ТЕКСТ:
-=-=-=-=-
Интересно, что о проблемах Волги говорили еще в 1934 году на сессии АН СССР. Ведущие биологи (экологов тогда не было) предупреждали о последствиях, грозящих главной реке страны в результате осуществления сталинской программы преобразования природы. Но никто и представить не мог, что Волга зацветет, как заурядный подмосковный пруд. Решить проблему можно, изменив, например, соотношение азота и фосфора в воде так, чтобы вредные сине-зеленые водоросли сменить обыкновенными зелеными, которые с удовольствием будут истреблять рачки. Но представьте наше водохранилище-море: сколько пришлось бы в него всыпать азота и хорошенько перемешать! Сегодня это не осуществимо. В северных странах нашли оригинальное решение: дно водоемов там выкладывают зеркалами (конечно, не полностью): освещенность воды меняется, состав водорослей тоже. Но и этот метод для нас не годится по той же причине — слишком дорог. И все же возможности есть: очистили же американцы свои Великие озера! Для начала они запретили выпуск стиральных порошков, содержащих вредный для воды фосфор. И мы можем сделать то же, будь на то политическая воля. Еще в 1972 году ЦК КПСС приняло постановление о качестве воды в Волго-Каспийском регионе. Постановление важное: оно запустило строительство очистных сооружений на крупных предприятиях страны. И они действуют. Беда — в нерегулируемых стоках с полей и ферм: их не очищают и не контролируют сброс.
В прошлом году приняли новую программу оздоровления Волги, подготовленную Министерством природных ресурсов. Она дешевле предыдущих, но направлена только на совершенствование очистных сооружений. И мне не верится, что из этого проекта выйдет что-то путное.
-=-=-=-=-
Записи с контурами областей
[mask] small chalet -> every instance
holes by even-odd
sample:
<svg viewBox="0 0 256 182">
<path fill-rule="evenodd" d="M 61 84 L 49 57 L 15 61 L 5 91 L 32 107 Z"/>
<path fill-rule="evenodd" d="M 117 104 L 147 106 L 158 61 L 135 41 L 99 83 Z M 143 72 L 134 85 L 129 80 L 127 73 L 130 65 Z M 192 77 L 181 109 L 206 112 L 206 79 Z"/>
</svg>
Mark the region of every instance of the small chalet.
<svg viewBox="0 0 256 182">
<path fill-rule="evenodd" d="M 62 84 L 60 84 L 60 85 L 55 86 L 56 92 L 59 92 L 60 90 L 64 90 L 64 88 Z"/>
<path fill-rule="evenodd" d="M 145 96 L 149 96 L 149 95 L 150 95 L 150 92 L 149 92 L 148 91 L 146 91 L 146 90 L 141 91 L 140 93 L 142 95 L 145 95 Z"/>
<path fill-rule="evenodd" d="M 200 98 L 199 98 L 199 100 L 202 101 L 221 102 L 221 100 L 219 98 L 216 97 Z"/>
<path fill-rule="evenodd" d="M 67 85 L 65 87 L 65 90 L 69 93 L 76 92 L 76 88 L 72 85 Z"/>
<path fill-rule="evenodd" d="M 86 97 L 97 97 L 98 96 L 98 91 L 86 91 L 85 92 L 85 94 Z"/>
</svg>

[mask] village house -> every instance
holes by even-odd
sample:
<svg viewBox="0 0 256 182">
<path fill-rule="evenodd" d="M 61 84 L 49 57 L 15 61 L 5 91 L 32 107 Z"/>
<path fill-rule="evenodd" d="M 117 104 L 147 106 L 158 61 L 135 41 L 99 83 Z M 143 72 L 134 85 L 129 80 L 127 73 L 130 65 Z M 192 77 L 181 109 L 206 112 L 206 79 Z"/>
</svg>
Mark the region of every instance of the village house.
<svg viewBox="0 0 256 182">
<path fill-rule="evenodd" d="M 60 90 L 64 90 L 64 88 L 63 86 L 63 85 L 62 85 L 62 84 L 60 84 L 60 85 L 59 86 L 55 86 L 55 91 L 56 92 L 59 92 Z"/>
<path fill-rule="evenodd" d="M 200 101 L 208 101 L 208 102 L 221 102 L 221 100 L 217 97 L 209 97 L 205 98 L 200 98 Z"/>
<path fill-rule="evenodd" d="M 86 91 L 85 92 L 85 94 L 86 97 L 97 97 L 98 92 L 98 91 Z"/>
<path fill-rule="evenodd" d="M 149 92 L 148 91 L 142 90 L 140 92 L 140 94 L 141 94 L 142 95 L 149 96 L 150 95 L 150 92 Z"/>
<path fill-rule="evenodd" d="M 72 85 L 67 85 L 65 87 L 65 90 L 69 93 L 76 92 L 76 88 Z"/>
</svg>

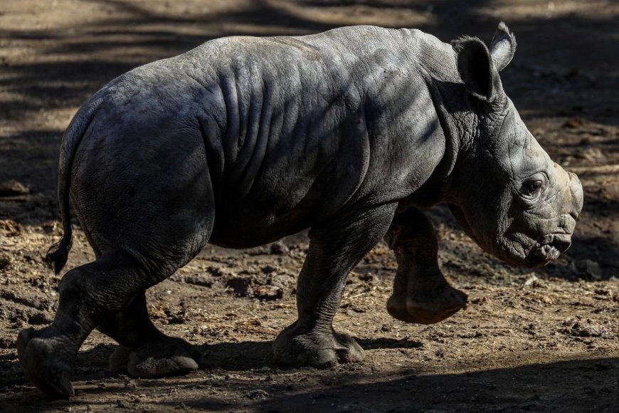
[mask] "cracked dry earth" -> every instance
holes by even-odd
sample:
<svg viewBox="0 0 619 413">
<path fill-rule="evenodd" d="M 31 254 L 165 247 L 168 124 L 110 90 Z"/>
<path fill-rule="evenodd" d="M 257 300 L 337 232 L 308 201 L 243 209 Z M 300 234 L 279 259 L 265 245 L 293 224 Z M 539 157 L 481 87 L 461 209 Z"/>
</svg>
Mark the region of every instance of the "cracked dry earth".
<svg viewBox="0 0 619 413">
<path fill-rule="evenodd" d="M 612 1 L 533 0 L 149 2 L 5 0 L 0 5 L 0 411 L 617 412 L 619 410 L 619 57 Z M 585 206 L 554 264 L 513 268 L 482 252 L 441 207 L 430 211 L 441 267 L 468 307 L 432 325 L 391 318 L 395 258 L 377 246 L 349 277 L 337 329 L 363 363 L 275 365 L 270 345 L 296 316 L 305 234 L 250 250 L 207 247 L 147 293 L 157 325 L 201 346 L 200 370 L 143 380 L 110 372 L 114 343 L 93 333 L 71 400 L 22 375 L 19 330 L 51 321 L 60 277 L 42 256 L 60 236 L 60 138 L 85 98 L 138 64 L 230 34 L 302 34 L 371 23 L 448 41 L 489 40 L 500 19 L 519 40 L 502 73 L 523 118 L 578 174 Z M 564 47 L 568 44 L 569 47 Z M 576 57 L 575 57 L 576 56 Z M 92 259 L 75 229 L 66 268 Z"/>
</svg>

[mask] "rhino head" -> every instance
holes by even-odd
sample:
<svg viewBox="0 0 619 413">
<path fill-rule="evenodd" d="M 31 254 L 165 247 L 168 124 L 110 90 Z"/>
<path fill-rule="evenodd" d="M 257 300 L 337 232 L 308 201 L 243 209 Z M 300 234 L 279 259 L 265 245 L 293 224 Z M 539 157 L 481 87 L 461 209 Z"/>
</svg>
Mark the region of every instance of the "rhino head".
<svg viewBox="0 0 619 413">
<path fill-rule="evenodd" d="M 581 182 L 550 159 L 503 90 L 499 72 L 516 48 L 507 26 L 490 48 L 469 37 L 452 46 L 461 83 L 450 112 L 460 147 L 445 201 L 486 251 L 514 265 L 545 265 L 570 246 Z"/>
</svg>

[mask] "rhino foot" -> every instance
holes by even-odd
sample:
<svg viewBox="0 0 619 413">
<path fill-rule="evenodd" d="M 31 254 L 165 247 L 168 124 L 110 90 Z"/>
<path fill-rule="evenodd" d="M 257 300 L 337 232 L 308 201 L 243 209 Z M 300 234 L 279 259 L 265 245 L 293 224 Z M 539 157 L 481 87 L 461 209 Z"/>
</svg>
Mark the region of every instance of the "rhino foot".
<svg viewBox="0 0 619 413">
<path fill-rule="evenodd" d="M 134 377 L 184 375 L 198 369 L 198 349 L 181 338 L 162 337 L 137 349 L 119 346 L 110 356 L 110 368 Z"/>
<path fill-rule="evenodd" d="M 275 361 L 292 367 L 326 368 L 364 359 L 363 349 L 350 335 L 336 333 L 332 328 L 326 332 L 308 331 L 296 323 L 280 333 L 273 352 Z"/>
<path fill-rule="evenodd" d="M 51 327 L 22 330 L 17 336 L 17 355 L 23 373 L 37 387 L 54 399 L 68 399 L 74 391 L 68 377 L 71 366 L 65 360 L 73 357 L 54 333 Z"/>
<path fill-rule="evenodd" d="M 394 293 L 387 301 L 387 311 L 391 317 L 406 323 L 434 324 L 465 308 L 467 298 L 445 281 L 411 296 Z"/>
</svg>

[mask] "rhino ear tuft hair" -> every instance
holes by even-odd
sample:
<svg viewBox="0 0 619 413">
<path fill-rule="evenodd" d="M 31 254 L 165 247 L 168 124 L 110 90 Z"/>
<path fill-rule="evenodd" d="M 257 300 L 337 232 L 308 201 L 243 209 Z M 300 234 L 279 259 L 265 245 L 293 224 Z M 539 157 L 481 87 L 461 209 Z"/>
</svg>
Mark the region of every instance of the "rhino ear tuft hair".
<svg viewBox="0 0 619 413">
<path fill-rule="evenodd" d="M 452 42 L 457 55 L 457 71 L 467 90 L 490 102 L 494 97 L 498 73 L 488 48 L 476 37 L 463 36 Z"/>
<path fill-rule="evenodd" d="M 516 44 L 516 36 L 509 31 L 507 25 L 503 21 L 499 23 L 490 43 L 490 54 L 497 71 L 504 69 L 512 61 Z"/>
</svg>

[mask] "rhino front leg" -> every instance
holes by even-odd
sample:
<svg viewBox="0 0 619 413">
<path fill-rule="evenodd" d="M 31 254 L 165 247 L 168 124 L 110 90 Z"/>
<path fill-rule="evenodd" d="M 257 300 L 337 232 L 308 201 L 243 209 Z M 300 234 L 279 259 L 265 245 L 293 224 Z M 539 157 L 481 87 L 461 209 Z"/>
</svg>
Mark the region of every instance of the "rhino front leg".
-=-=-=-=-
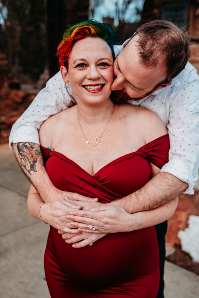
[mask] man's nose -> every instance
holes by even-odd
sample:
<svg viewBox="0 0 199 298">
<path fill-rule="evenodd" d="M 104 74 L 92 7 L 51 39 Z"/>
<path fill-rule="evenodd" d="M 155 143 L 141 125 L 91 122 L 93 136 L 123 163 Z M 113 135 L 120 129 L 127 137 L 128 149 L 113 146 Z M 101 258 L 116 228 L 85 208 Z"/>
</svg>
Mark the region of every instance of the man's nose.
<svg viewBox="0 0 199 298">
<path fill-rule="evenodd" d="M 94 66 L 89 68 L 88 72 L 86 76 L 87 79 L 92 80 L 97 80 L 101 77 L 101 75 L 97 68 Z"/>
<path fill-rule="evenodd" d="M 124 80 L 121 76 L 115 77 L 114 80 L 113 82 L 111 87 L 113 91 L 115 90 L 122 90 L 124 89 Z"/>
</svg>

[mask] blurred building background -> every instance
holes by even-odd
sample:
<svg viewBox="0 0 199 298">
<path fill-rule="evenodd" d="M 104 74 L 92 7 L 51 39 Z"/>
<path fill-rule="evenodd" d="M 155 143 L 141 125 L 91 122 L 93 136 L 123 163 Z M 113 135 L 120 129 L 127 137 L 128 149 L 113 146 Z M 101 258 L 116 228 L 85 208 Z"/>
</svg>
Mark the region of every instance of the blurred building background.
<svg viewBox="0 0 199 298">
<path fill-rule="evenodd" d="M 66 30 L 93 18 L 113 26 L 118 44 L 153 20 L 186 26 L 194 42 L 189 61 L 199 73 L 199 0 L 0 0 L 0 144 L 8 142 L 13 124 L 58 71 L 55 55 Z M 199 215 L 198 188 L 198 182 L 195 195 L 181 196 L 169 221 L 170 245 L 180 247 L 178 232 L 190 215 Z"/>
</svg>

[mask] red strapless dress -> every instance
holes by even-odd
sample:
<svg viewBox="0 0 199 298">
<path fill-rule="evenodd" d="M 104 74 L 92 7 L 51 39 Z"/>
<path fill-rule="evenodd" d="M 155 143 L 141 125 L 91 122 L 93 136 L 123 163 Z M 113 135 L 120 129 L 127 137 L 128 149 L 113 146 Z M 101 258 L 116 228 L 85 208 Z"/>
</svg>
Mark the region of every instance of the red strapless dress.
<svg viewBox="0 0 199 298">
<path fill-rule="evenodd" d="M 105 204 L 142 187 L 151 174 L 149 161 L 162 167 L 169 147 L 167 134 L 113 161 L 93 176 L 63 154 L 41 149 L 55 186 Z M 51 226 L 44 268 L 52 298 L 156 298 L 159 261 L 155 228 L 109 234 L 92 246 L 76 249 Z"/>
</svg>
-=-=-=-=-
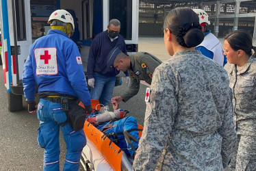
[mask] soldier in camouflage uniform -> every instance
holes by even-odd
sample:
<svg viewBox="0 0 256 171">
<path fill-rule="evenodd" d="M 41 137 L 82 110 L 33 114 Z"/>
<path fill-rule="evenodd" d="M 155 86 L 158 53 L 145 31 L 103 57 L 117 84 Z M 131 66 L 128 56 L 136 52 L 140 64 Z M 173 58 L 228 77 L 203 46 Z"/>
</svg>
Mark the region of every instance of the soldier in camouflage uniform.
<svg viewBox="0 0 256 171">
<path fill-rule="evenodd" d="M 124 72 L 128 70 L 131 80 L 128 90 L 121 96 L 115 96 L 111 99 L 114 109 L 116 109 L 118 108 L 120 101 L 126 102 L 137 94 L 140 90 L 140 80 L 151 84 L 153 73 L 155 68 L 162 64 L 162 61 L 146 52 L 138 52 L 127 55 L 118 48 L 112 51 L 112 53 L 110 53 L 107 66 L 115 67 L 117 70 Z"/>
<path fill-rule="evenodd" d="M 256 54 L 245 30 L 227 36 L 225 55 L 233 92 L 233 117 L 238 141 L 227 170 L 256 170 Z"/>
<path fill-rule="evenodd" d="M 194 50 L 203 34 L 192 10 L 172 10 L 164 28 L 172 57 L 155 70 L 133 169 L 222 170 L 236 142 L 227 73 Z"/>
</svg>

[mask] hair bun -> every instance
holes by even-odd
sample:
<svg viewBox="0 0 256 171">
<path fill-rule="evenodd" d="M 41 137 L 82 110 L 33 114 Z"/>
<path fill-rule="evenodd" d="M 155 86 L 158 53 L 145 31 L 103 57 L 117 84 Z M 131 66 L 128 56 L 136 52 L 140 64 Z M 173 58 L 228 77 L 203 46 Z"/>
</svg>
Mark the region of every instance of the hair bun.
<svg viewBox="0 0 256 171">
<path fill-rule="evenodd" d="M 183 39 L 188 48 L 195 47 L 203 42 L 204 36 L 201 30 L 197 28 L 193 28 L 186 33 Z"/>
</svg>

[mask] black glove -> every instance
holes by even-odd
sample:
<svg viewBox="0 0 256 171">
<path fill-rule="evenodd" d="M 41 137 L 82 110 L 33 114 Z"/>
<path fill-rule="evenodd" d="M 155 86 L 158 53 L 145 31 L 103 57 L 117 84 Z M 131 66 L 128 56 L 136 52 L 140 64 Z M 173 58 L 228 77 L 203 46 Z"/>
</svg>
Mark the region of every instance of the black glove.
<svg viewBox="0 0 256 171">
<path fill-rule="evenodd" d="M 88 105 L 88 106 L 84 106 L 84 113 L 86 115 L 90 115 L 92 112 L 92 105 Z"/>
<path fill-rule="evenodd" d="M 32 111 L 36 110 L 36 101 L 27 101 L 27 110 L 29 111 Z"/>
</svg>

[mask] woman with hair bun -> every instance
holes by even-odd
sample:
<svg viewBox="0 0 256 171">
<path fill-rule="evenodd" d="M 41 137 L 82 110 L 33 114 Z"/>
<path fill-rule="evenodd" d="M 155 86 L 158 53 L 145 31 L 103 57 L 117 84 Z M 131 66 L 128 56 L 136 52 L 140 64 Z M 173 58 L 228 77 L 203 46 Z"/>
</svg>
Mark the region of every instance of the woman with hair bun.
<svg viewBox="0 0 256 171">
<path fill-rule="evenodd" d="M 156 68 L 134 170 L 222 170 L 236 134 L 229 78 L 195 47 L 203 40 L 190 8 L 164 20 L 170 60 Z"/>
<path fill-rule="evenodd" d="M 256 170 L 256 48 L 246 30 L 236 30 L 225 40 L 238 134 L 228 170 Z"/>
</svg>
-=-=-=-=-
ЗАДАНИЯ:
A: Что, согласно тексту о Волге, американцы сделали для начала, чтобы очистить Великие озера?
B: Допишите продолжение текста о проблемах Волги, начиная сразу после его последнего предложения.

ОТВЕТЫ ПО ЗАДАНИЯМ:
A: Они запретили выпуск стиральных порошков, содержащих вредный для воды фосфор.

B:
— А вы что предлагаете?
— Моя идея — глобальная. Если мы действительно хотим, чтобы вода в Волге стала чистой, в ней снова появились осетр и белуга, а сельдь в бочку не помещалась (знаменитый залом), необходимо разработать национальный проект сохранения и разумного использованию богатств главной реки страны (как, скажем, программа “Здоровье”) и включить в него закон о Волге. Только не надо вставлять в него слово “охрана”, не надо вводить запретительные меры. По моему глубокому убеждению, есть два железных условия выполнения любого проекта: помимо денег это желание, подчеркну, его выполнить. Не будет такого стремления — толку не жди. Одними штрафами результата не добьешься. 
Закон должен предусматривать рациональное природопользование на огромной территории: какие, скажем, заводы здесь могут находиться, а какие — нет. Рассматривать различные аспекты: транспортные, рыбоводческие и массу других. Надо установить квоты на загрязнения воды — все равно полностью запретить их невозможно. Загрязнения предприятиям будут нормировать и за нарушения наложат очень серьезные штрафы. Но если дела у завода в этом плане обстоят не так уж и плохо, он может продать часть своих квот соседу, чье положение хуже. Главное, что перейти границу дозволенного будет нельзя. И, конечно, квоты нельзя давать навечно — постепенно они должны сокращаться. Но чтобы эта система работала, необходимо установить мониторинг и контроль за качеством воды. Добавлю обязательное экологическое просвещение специалистов и чиновников, отвечающих за проект. 
— Вернемся к книгам. Сколько всего вы их написали?
— Первую серьезную книгу написал вместе с Б.Миркиным. Все они разные по масштабу и объему, но, думаю, около 60 будет. Уверен, о науке надо говорить легко, как это делали братья Стругацкие. Горжусь, например, что выпустил “Календарь эколога”, показал срезы науки, привел важнейшие даты, дал портреты классиков. Ведь многие их работы (даже наших авторов) мы не читали, но охотно на них ссылаемся. С удивлением, например, узнал, что академик Владимир Сукачев в 1943 году впервые ввел термин “биогеоценоз” — направление науки, охватывающее экосистемы. И долго его не использовал: удачный термин могли “перехватить”, но шла война, и он зря беспокоился. Собрал работы и высказывания иностранных светил экологии — что-то сам перевел, что-то друзья помогли — и издал “Антологию экологии”.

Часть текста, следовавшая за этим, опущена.